WORK TASK. Of the records that follow, copy only the lines from the line containing "form [(220, 460)]." to the line containing "Target: woman in blue top", both included, exactly as written.

* * * * * * * * *

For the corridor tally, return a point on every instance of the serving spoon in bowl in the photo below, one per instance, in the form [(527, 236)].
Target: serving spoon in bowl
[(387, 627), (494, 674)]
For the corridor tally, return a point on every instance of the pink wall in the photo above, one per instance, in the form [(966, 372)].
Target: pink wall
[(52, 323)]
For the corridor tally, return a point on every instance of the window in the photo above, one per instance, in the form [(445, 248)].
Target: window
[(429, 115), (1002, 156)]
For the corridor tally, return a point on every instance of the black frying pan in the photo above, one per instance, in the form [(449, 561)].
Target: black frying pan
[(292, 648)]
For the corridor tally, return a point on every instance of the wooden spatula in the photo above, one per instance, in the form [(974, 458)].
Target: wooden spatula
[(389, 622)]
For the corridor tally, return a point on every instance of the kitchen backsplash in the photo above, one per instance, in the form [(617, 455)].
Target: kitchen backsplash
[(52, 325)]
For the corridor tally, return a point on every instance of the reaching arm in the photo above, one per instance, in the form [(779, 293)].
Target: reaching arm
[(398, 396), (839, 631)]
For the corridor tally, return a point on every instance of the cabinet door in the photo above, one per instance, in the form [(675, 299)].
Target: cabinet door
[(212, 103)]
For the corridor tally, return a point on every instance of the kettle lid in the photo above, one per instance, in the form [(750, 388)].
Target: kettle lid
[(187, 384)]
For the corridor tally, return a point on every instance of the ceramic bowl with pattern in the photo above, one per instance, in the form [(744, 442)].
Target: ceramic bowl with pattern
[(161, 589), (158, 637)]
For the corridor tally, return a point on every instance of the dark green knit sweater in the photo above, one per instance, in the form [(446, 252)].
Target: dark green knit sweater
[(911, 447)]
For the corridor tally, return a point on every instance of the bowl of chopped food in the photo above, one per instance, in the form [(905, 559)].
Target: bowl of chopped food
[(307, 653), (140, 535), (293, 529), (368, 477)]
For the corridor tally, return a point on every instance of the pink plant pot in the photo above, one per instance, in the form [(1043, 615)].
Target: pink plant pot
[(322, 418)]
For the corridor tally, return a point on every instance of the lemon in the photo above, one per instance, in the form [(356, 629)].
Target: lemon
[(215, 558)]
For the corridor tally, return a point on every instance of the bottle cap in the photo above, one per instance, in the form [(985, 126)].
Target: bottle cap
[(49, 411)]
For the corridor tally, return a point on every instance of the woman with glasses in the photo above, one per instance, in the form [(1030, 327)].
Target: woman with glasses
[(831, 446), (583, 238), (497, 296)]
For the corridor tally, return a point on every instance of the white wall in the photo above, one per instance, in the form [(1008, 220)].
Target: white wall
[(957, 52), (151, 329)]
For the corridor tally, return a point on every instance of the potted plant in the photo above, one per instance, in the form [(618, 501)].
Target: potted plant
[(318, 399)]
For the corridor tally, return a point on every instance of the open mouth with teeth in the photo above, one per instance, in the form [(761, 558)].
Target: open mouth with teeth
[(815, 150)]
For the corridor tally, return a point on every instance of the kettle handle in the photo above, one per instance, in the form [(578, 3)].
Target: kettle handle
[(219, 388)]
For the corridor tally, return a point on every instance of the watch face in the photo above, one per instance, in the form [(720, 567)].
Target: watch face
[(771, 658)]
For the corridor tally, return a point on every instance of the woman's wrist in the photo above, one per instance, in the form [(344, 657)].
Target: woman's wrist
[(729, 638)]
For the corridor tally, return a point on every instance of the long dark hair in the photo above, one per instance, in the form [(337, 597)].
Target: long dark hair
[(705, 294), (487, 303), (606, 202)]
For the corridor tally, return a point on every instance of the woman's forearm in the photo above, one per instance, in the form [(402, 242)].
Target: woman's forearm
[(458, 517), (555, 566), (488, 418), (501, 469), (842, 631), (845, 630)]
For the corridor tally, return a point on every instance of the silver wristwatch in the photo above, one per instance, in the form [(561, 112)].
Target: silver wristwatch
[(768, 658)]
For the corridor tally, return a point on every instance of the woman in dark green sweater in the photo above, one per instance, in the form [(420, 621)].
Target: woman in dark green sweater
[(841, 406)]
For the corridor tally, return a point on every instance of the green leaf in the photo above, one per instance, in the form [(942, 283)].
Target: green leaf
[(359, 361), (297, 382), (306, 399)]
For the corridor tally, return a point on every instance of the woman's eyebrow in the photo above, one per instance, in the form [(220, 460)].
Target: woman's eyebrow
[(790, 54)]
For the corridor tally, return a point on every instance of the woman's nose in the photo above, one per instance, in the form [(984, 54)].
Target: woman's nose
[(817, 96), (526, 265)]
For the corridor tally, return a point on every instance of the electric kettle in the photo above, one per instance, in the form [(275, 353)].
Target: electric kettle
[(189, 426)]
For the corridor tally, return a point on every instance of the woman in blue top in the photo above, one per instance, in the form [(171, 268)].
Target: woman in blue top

* * * * * * * * *

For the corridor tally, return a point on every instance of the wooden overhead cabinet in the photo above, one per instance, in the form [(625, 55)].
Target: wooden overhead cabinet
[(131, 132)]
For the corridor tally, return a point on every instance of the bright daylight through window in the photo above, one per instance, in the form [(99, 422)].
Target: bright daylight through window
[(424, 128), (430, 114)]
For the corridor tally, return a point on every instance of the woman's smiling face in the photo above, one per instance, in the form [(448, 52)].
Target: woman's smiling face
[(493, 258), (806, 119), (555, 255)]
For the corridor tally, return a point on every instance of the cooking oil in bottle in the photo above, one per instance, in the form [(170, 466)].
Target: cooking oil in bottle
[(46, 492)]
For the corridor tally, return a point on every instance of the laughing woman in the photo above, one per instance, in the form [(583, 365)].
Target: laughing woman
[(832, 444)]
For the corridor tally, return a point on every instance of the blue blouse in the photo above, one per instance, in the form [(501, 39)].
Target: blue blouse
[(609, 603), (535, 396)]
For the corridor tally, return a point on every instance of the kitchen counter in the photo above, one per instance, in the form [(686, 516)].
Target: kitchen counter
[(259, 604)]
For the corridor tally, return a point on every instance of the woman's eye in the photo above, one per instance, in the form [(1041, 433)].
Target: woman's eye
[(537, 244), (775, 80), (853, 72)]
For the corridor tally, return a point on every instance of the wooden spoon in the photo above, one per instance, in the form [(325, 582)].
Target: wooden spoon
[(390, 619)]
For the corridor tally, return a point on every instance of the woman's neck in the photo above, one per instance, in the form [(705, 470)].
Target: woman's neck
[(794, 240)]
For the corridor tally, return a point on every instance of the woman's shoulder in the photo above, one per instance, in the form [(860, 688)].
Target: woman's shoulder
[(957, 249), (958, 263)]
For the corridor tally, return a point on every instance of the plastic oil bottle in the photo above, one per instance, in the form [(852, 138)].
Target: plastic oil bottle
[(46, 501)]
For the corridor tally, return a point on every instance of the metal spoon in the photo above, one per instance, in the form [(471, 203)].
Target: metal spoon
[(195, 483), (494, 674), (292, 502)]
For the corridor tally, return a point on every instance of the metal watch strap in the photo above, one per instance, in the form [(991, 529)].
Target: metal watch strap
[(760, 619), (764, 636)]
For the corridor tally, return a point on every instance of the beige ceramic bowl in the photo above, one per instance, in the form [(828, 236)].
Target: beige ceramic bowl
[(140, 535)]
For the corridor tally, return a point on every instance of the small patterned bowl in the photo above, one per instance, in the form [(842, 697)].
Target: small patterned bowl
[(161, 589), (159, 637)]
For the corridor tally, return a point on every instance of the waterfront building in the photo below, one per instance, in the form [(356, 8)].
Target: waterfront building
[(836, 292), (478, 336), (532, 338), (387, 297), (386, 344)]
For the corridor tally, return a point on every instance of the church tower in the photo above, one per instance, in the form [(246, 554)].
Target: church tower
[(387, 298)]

* * * * * * * * *

SOLUTION BELOW.
For the corridor tally, return a point on every instance of the woman's eyebrow in the photo above, one per instance, in the form [(220, 460)].
Target: woman's eyebrow
[(790, 54)]
For the corridor tally, return a point on every instance of the woman's nose in the photo above, one per instance, in the form [(984, 54)].
Target: woman's nose
[(817, 96), (526, 265)]
For the corridor tally, return a point on every instance of the electric kettle in the photo above, one per instance, in the form [(275, 353)].
Target: electric kettle
[(189, 426)]
For the corridor tally, return a point on every instance of the woman in blue top in the photo above, one per instance, in the form [(171, 268)].
Target: woman in blue top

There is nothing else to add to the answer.